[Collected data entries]
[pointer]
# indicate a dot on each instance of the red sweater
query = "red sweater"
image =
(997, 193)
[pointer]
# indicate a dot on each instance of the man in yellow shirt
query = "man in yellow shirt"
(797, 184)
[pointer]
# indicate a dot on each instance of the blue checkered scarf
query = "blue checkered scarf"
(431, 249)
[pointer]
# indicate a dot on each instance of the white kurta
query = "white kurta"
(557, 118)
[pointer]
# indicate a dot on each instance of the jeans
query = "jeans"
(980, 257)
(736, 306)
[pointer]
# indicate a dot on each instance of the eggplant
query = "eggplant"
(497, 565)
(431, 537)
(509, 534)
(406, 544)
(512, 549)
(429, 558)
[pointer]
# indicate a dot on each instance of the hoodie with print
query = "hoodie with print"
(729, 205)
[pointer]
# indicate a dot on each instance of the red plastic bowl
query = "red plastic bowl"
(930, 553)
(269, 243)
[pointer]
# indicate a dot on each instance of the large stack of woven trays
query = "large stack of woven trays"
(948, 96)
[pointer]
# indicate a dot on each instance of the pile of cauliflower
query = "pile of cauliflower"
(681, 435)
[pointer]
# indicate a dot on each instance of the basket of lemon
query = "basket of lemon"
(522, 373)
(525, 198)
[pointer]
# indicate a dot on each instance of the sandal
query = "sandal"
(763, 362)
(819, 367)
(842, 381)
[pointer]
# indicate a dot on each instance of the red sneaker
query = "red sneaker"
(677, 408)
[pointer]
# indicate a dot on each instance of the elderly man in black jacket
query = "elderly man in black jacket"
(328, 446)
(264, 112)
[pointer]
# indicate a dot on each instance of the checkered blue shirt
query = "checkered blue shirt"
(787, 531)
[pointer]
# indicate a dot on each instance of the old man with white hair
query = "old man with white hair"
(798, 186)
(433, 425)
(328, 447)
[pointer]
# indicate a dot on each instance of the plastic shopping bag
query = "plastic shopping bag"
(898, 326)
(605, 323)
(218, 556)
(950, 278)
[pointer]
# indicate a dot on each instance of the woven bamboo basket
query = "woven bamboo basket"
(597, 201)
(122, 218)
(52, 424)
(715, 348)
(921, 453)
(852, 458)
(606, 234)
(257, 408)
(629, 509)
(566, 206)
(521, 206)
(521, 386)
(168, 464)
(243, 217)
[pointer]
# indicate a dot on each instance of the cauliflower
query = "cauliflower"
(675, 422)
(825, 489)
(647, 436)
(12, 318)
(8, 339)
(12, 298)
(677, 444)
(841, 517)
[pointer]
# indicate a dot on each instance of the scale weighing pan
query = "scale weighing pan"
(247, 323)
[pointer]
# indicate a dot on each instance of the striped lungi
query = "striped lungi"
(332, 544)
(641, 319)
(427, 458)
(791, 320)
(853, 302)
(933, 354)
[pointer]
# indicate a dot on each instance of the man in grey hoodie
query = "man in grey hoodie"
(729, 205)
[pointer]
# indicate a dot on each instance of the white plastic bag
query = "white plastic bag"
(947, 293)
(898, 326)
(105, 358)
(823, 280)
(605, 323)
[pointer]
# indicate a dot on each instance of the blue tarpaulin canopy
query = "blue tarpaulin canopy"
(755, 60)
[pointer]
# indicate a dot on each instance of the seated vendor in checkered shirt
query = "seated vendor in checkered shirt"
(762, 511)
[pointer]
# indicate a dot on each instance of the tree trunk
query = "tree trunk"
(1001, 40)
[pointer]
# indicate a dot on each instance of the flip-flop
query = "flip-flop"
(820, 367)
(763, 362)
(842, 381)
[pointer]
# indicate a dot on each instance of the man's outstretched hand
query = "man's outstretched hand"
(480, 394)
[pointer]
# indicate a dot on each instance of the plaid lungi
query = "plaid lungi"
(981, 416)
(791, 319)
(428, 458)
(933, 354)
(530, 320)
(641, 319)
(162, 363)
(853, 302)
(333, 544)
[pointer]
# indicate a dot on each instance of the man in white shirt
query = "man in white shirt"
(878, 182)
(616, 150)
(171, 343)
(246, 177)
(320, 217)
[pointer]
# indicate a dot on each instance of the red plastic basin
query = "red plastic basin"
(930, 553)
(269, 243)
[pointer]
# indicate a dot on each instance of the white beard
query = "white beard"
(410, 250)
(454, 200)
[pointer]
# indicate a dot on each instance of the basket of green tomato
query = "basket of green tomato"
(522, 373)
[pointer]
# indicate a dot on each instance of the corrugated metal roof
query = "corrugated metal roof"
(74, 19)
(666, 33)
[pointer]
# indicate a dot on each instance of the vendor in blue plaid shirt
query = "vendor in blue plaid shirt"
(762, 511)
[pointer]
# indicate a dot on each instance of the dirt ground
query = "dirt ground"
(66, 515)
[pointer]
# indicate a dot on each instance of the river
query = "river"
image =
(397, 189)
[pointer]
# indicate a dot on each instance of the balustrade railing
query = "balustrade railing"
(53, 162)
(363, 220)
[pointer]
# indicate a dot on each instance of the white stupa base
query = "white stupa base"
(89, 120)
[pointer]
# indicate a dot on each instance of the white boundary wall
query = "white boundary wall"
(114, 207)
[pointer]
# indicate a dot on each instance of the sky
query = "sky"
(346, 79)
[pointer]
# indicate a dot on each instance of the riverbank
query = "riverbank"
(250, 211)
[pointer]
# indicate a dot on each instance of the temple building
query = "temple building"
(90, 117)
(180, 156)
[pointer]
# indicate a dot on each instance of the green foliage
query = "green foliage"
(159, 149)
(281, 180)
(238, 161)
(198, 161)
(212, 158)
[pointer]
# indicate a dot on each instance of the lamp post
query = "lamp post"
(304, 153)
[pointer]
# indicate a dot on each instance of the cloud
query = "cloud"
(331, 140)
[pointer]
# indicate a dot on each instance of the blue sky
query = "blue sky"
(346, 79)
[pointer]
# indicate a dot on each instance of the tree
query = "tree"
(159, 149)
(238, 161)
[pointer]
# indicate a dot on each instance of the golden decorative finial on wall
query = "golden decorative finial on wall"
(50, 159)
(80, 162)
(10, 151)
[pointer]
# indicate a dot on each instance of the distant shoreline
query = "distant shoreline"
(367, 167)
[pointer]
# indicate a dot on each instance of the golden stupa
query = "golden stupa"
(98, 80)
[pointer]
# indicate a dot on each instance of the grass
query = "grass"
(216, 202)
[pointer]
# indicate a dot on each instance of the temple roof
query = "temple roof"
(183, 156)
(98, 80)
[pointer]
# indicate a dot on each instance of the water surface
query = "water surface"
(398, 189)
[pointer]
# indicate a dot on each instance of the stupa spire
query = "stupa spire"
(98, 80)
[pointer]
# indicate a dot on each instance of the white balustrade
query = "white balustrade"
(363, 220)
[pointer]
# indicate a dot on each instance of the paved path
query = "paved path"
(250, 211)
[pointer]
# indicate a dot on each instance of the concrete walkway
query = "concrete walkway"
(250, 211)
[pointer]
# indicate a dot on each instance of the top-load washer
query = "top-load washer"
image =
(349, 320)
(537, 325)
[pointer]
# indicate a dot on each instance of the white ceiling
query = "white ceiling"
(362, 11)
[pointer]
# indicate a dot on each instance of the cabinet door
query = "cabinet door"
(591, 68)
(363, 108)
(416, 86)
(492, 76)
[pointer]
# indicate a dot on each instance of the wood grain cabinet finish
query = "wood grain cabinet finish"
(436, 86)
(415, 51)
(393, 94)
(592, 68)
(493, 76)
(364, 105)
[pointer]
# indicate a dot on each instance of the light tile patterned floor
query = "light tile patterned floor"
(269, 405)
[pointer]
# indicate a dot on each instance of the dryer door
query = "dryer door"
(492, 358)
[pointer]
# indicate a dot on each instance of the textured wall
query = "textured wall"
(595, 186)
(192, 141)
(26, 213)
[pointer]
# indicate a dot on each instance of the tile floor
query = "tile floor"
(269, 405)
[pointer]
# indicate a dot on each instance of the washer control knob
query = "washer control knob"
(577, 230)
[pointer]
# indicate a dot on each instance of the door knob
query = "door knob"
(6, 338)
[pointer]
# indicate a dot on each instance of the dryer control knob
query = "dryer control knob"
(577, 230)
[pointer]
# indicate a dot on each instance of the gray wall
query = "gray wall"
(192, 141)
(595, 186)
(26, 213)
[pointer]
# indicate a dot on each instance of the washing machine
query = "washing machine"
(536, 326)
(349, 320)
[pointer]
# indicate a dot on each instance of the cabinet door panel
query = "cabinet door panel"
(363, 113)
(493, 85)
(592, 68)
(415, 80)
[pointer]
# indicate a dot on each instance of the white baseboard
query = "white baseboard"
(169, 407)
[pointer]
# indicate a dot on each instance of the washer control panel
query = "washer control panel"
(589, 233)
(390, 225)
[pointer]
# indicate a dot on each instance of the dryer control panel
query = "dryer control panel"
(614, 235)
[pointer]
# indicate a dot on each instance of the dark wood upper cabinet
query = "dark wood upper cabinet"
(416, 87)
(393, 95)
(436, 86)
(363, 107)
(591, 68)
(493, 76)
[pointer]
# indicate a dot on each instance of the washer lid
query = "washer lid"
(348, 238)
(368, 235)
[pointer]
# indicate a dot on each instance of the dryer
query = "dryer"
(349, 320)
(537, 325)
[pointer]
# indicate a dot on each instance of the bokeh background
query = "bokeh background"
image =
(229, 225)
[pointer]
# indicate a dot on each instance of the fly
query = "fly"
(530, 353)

WORK ITEM: Report the number of lines in the entries that hold the word "bokeh". Nothing else is wanted.

ANSWER: 2